Aim of the exercise >>
Pull out every line of the rows below that contains the word "above" and copy each one in full.

Record set >>
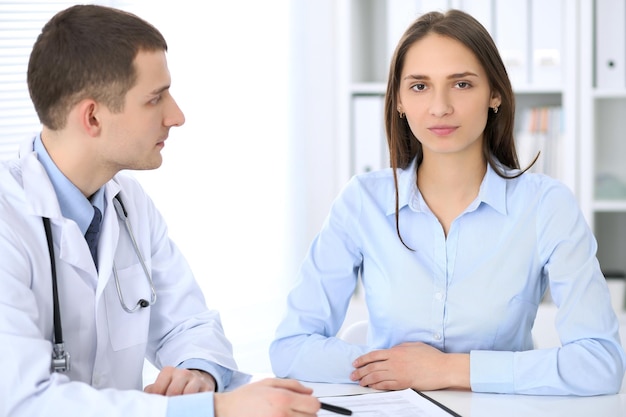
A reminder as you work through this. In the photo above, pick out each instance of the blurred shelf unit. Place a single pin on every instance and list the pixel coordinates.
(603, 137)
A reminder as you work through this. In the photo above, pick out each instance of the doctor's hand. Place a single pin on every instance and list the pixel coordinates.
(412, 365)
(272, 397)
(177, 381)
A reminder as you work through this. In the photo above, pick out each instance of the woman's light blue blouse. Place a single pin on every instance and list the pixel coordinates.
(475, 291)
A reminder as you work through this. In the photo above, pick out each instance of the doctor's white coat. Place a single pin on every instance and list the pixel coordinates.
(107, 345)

--

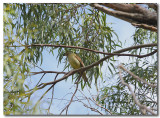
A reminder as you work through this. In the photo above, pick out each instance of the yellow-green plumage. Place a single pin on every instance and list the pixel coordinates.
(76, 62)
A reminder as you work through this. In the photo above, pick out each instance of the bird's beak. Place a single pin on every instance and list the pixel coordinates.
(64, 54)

Full solution >>
A reminder as you work through this. In the photo above, pick out each instance of the blurred shelf unit. Place a single pin on every instance and list the pixel coordinates.
A reminder as you work through this. In the photo above, pick out each instance of the doctor's hand. Place a single pin on every instance and list the pixel coordinates.
A reminder as you work through this. In the photo above, pick out each instance of the woman's light blue blouse. Place a single pin on every instance and list the pixel coordinates.
A reminder as you work through this. In the photo above, pick out each instance of the doctor's white coat. Place a single pin on every instance and list the pixel coordinates.
A reminder as you work through this. In the photo above, pick out each instance of the yellow-green plumage. Place a single pin on every instance and list the pixel coordinates.
A reminder as you work through this. In the photo above, pick out each instance of the bird's beak. Place a single pin on every instance and list the pixel coordinates.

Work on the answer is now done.